Start of Extract provided
Speciation and diversity?

Answer 30

The diversity of life on earth today is the result of speciation and evolutionary change over millions of years. To start with there was one population of organisms. The population was divided and the new populations evolved into separate species. The new species were then divided again and the new populations evolved into more separate species. This process has been repeated over a long period of time to create millions of new species.

Question 31

Genetic drift and population size?

Answer 31

Natural selection and genetic drift work alongside each other to drive evolution, but one process can drive evolution more than the other depending on the population size. Evolution by genetic drift usually has a greater effect in smaller populations where chance has a greater influence. In larger populations any chance factors tend to even out across the whole population.

Question 32

Evolution via genetic drift?

Answer 32

Individuals within a population show variation in their genotypes. By chance, the allele for one genotype is passed on to more offspring than others. So the number of individuals with the allele increases. If by chance the same allele is passed on more often again and again, it can lead to evolution as the allele becomes more common in the population.

Question 33

Genetic drift?

Answer 33

The process whereby an allele becomes more common in a population due to chance.

Question 34

Sympatric speciation?

Answer 34

Sympatric speciation can occur when random mutations within a population prevent individuals that carry the mutation from breeding with other members of the population that dont carry the mutation. It doesnt involve geographical isolation. It is considered to be rare.

Question 35

Mechanisms of reproductive isolation?

Answer 35

Reproductive isolation occurs because changes in alleles, genotypes and phenotypes prevent individuals with these changes from successfully breeding with individuals without them. These changes include: seasonal changes, mechanical changes and behavioural changes.
End of Extract provided
*Exercise requirements:*
1. Answer these questions using the notes on speciation and genetic drift.
(a) According to the notes, what was there to start with before the diversity of life arose?
(b) In which populations does evolution by genetic drift usually have a greater effect?
(c) Does sympatric speciation involve geographical isolation?
2. Extend the notes on speciation and genetic drift, picking up right after their final sentence in the same question-and-answer style.
The entries that come after these notes were taken from a separate source.
Start of Records
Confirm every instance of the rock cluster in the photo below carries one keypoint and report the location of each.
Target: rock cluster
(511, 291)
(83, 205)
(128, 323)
End of Records
*Task-by-task outputs:*
1.
(a) One population of organisms.
(b) Smaller populations, where chance has a greater influence.
(c) No, it does not involve geographical isolation.

2.
Question 36

Seasonal changes and reproductive isolation?

Answer 36

Individuals develop different flowering or mating seasons or become sexually active at different rimes of the year. This means that they cant breed together are they arent reproductively active at the same time.

Question 37

Mechanical changes and reproductive isolation?

Answer 37

Changes in size, shape or function of genitalia can prevent successful mating, preventing individuals from breeding.

Question 38

Behavioural changes and reproductive isolation?

Answer 38

A group of individuals may, for example, develop courtship rituals that arent attractive to the rest of the species, such as change in song for birds. This prevents individuals from breeding with each other if they could do so successfully.

Question 39

Speciation?

Answer 39

The development of a new species from an existing species.

Question 40

Reproductively isolated?

Answer 40

This can occur when a physical barrier e.g. a flood or earthquake, divides a population of a species causing some individuals to become separated from the main population, known as geographical isolation.

Question 41

Allopatric speciation?

Answer 41

Where speciation occurs as a result of geographical isolation.

Question 42

What does geographical isolation lead to?

Answer 42

Over time, this can lead to speciation, the changes in allele frequency will lead to differences accumulating in the gene pools of the separated populations, causing changes in phenotype frequencies. Eventually, individuals from different populations will have changed so much that they wont be able to breed with one another to produce fertile offspring, they’ll have become reproductively isolated. The two groups will have become separate species.

Question 43

What occurs due to geographical isolation?

Answer 43

• different alleles will be more advantageous in the different populations so natural selection occurs. For example if geographical separation places one population in a colder climate than before, longer fur length will be beneficial. Directional frequencies will then act on the alleles for fur length in this population, increasing the frequency of the allele for longer fur length.
• allele frequencies will also change as mutations will occur independently in each population.
• genetic drift may also affect the allele frequencies in one or both populations.